_Directions_.
Extend the passage on semantic role labeling for document analytics, picking up right after its final sentence.

_Passage_.
------------

While doing text analytics on a large document collection, the analyst is often looking for relationships between entities like person, organization, location etc. The existing approaches to finding related entities automatically are quite primitive. They are generally some variant of finding relationship by co-citation of entities and bibliographic coupling of documents. According to this scheme, two entities are considered “related” if they are mentioned in the same document. Conversely, two documents are considered related, if they have common entities mentioned in them. A major problem with this scheme of “relatedness” is that the nature of relationship (semantics) between two entities is unknown until the documents mentioning the entities together are not read by the analyst.

Another problem with this approach is that it can generate a large number of false positives. It is possible that two entities are mentioned in the same document but they are not related in any meaningful way. The current approach will still show these entities as related along with other related entities that are actually useful for the analysis task. Since there is no information about the nature of relationship, the task of separating the useful relationships from the rest can be challenging in large document collections.

To tackle this problem, I have recently started looking in a natural language processing technique called Semantic Role Labeling (SRL) and how it can be used to support analytics for large document collections. Automated SRL, first developed by Daniel Gildea and Daniel Jurafsky [1] is an interesting machine learning technique which tries to identify the semantic arguments associated with the verb/predicate in a sentence. These semantic roles capture a higher level structure of text than what a syntax tree does. Consider a simple sentence like this:

Joe sold the car.

For the sentence above, the task of semantic role labeling is to identify the predicate “to sell” and its associated semantic arguments “Joe” as the sellerand “car” as the thing_sold. The arguments also referred to as “A0/Proto-Agent” and “A1/Proto-Patient” in the NLP world and the predicate form what I refer to as an SRL triple (or just a triple). For the sentence above, for example SRL generates the triple (Mary, sell, John). The roles “seller” and “thing_sold” are called “roleA0” and “roleA1” since they are the semantic roles for A0 and A1 arguments of the triple.

------------

_Entries provided_.
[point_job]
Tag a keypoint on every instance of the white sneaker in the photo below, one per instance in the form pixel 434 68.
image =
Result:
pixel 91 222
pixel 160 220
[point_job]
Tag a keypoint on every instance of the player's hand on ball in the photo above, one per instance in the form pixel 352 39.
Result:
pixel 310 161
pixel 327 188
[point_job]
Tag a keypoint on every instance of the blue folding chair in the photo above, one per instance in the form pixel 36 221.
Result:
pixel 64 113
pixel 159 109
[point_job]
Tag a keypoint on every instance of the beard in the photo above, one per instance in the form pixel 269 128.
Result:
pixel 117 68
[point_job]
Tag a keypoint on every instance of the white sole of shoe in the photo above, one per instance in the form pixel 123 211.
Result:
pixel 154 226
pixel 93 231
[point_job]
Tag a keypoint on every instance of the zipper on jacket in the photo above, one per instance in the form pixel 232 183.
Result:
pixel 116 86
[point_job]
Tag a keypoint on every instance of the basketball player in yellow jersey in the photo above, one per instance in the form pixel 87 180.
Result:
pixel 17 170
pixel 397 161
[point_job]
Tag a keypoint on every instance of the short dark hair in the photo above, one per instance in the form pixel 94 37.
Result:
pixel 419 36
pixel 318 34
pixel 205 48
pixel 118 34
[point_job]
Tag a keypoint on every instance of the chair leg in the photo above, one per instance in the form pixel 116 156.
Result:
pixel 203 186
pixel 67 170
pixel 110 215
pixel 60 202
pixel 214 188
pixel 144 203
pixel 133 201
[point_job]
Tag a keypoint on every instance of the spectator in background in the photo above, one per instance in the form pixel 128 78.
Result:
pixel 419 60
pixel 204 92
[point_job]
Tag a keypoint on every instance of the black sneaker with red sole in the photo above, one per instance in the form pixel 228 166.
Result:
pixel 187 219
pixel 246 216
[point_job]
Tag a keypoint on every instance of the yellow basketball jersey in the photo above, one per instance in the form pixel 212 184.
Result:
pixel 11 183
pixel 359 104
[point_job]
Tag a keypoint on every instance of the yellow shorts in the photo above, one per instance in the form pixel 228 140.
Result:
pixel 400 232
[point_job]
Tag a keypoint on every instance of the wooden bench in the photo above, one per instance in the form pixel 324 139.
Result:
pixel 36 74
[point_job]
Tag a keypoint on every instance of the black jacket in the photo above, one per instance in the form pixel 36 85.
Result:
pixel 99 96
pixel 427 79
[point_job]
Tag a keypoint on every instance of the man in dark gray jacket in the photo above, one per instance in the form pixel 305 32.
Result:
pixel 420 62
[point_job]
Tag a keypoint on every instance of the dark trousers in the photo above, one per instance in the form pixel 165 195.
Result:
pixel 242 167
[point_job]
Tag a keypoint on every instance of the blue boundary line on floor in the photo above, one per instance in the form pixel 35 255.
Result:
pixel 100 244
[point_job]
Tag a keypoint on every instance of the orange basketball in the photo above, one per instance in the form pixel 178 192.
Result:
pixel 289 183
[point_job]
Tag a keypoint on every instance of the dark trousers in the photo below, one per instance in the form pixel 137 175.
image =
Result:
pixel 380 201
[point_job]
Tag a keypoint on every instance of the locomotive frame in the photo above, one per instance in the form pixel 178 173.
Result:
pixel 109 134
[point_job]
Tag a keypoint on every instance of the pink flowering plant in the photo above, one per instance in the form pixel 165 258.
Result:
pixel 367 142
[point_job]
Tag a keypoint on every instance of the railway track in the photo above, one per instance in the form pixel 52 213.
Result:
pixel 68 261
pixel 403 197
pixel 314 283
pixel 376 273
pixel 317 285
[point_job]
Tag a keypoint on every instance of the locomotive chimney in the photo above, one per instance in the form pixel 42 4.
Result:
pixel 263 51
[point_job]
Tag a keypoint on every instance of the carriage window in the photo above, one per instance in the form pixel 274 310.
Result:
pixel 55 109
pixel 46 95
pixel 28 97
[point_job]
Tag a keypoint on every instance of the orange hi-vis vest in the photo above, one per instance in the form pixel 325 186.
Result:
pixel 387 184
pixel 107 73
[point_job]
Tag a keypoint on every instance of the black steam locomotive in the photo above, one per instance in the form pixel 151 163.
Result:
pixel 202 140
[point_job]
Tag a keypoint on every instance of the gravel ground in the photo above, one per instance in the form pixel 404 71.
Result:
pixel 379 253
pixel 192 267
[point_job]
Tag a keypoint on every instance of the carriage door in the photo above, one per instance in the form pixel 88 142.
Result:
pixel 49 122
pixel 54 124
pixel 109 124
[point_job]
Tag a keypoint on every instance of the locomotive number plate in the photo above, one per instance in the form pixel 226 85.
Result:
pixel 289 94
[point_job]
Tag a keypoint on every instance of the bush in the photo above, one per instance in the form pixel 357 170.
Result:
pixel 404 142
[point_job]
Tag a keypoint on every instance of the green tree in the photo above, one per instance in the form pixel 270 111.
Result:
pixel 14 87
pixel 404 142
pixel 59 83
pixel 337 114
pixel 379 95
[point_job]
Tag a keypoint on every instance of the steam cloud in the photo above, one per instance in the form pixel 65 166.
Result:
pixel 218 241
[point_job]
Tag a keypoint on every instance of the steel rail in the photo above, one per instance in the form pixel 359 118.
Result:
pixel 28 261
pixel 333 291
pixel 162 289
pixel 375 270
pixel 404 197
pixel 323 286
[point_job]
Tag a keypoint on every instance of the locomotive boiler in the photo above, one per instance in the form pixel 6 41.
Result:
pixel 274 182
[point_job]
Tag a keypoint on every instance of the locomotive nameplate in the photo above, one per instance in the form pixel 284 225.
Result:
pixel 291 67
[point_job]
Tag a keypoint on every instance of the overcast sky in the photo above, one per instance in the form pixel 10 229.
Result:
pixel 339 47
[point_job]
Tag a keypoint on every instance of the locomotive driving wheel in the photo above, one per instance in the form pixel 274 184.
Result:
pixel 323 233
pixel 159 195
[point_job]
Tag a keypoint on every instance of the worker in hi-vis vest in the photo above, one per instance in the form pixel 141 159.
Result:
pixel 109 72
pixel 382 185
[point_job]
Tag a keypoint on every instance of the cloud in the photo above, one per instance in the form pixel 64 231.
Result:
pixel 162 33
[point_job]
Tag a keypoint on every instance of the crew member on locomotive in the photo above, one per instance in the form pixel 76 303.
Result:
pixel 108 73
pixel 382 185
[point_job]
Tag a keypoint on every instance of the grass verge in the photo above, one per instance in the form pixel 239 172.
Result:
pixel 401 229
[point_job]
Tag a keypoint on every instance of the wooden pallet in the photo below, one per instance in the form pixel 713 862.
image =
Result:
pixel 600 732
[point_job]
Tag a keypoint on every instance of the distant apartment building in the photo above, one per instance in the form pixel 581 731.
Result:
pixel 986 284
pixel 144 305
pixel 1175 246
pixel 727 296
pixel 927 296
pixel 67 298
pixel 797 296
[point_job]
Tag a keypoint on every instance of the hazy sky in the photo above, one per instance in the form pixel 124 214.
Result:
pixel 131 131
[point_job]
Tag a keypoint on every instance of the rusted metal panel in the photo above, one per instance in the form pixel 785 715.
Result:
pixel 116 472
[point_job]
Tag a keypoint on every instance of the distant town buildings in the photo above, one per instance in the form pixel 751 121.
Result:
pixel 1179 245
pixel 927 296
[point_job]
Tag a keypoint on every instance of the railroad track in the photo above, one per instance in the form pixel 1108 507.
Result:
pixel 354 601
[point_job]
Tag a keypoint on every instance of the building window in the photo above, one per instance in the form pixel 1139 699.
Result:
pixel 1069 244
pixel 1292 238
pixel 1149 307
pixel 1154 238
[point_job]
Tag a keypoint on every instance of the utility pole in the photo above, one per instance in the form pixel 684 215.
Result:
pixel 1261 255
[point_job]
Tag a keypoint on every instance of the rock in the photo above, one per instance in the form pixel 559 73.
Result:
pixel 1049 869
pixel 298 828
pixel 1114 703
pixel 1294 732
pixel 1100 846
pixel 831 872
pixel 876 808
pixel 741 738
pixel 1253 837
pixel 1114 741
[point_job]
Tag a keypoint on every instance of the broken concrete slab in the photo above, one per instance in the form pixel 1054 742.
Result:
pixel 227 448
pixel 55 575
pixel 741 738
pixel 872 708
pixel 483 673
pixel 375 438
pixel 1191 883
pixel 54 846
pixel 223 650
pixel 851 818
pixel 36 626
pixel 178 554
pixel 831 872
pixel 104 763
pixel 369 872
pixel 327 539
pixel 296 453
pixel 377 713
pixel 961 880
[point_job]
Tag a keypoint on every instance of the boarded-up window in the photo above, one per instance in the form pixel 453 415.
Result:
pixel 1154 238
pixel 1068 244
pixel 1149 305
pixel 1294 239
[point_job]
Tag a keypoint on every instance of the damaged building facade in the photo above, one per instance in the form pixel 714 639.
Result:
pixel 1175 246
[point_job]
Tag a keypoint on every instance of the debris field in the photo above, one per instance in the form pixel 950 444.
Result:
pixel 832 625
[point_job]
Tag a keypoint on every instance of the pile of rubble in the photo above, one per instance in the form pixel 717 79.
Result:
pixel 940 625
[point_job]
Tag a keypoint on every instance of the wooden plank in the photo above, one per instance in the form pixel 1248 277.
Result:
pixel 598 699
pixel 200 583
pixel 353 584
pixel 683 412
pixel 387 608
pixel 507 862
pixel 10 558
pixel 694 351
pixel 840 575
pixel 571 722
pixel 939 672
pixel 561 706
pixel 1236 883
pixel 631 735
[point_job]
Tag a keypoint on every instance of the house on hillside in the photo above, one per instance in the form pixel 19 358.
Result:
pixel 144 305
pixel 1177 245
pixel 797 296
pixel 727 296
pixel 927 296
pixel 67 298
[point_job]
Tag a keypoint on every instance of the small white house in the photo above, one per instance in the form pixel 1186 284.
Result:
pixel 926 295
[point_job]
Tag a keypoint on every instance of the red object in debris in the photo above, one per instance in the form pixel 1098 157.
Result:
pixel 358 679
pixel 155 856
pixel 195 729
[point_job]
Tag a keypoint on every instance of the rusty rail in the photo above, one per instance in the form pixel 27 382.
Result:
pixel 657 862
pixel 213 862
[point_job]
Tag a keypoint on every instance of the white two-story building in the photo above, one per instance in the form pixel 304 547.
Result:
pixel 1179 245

------------

_Exercise result_.
The first idea that came to mind was to simply use the verbs to show the relationships. But that did not work. The problem is that most documents do not contain simple sentences like “Joe sold the car.” Instead, they contain much more complex sentences which result in arguments that may be several words long, often containing several entities. In such a situation, it is difficult to identify the entities within documents that are related by the given predicate. So, I started looking at another ways that the information might be useful.

I tried to generate a heat map chart of the semantic roles in the document collection. The idea was to get some idea about the distribution of semantic roles over the collection. Admittedly, this was not aimed at solving the original problem of meaningless relationships. Rather it was an attempt to discover if there are any interesting pattern of semantic roles in the document collection.

Given a collection of triples for a document collection, first, I calculated the number of triples for every possible pair of roleA0 and roleA1. Since this exercise was a shot in the dark, I resisted from writing code for generating the visualization. Rather I used excel for generating the heat map. Once, I had the number of triples for every pair, I put the roleA0s as the first column and roleA1s in  the first column. The cell at the intersection of roleA0 row and roleA1 column contained the number of triples that they have in the collection. Once I had this, I used the conditional-formatting feature in excel to generate the heat map. Here is the excel file with the heat map, that I got as a final output.


If you look at the file, there are just too many rows and columns for a data that is so sparse. Clearly, the heat map was not a great idea. A node-link diagram or some other visualization technique for sparse data might have been better solution. I completely failed at estimating what the heat map chart for my data will look like. In any case, this was not an exercise completely in vain. It definitely improved my understanding of the data that I am dealing with.


  1. Gildea, Daniel, and Daniel Jurafsky. “Automatic labeling of semantic roles.”Computational linguistics 28.3 (2002): 245-288.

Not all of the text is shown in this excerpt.